**PASSAGE**.

>> START

Working on the Margins

By Ian Robbins

When I first encountered the question "What is distinctive about Canadian media?" I answered with this comforting mantra: it's like American media only not so violent. More caring, more compassionate. Media that believes in a social safety net.

But then I realized that it wasn't me who was speaking, it was Sheila Rogers, a CBC announcer. Like a member of an Anglican congregation, I was repeating a creed, along with a voice coming from above. Or was it coming from up in front? Actually, it was coming from the radio. That answer revealed more about my media consumption habits than my ability to analyze the Canadian media.

I'm 38 years old; a year or two older than Douglas Coupland, appropriator of the term "Generation X." Like Coupland, I wrote for Dan Macleod, publisher of the Georgia Straight, during the peak of the first wave of punk rock. I wrote for a sickly offshoot of the Straight called Public Enemy, created by Macleod and a sometimes-nasty English bloke named Tony something-or-other to suck a few more advertising dollars out of a marginal post-boomer advertising market.

And before we go any further, I would like everyone to know that Coupland, like me, was listening to punk/new wave bands at that time (the late 70s, and early 80s) among which was a band called Generation X. Music for our age cohort: the generation that was in college and university when our older brothers and sisters were leveraging the beach front they'd squatted on into time-share condominiums, stock in mutual funds, and other instruments of power, wealth, and status. The generation that couldn't get a job. We (Coupland and I) wandered around the city (not together), idling our minds on trivial pursuits. Working on the margins. Our placement in the demographic profile has informed our understanding of the media. Well, my placement has, at any rate.

In my childhood I produced a newsletter on a Banda machine that I discovered in my family's garage. A few years later, with two classmates, I started a high-school newspaper. It lasted three issues. After high school, I wrote for Public Enemy, and I wrote term papers for friends for $50 a paper, give or take a few dollars.

To me, the most important medium was print. I read obsessively (mostly science fiction from science fiction's golden age). I read the Vancouver Sun, and I listened to CBC radio. Didn't watch much television. I took a few courses in communications from SFU while earning a BA, and I went through a journalism program at Langara College in Vancouver.

Several lifetimes seemed to pass, and I became a reporter. I worked for community newspapers (the Swift Current Sun, The Abbotsford Times, and as a freelancer for The Highland Echo and The South Vancouver Review). I was a writer and computer consultant for BC Bookworld, and a typesetter for Vanguard magazine. When I was unemployed, I called myself a journalist. Once I had a business card that read "photojournalist".

Given all that history, you will perhaps forgive me for having defined "media" as an object comprised of a physical substrate (medium) that carries a representation of the world. The newspaper, like The Vancouver Sun, was a medium, as was the radio. Or television. I worked for the media, and up until now, that meant I produced content for an organization that communicated my product to a readership, using paper and ink. The paper and ink could easily change to mylar and a thin iron paste, but the essential idea remained the same.

>> END

**TASK LIST**.
(1) List the community newspapers that the writer of the essay says he worked for.
(2) Print the part of the essay starting at "But then I realized" and ending at "the Canadian media.".
The collected data that follows was gathered from a separate source and is unrelated to the essay.

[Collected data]
>> START

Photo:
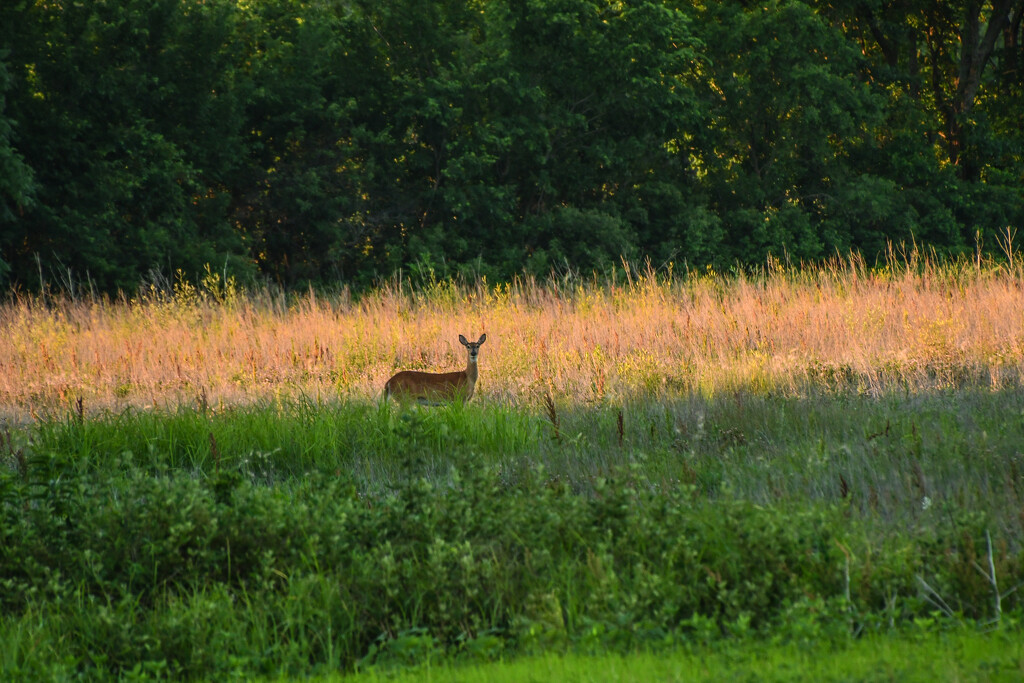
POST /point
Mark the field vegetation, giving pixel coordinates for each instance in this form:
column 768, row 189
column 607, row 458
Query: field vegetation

>> END

**COMPLETE ANSWERS**.
(1)
- the Swift Current Sun
- The Abbotsford Times
- The Highland Echo
- The South Vancouver Review

(2)
But then I realized that it wasn't me who was speaking, it was Sheila Rogers, a CBC announcer. Like a member of an Anglican congregation, I was repeating a creed, along with a voice coming from above. Or was it coming from up in front? Actually, it was coming from the radio. That answer revealed more about my media consumption habits than my ability to analyze the Canadian media.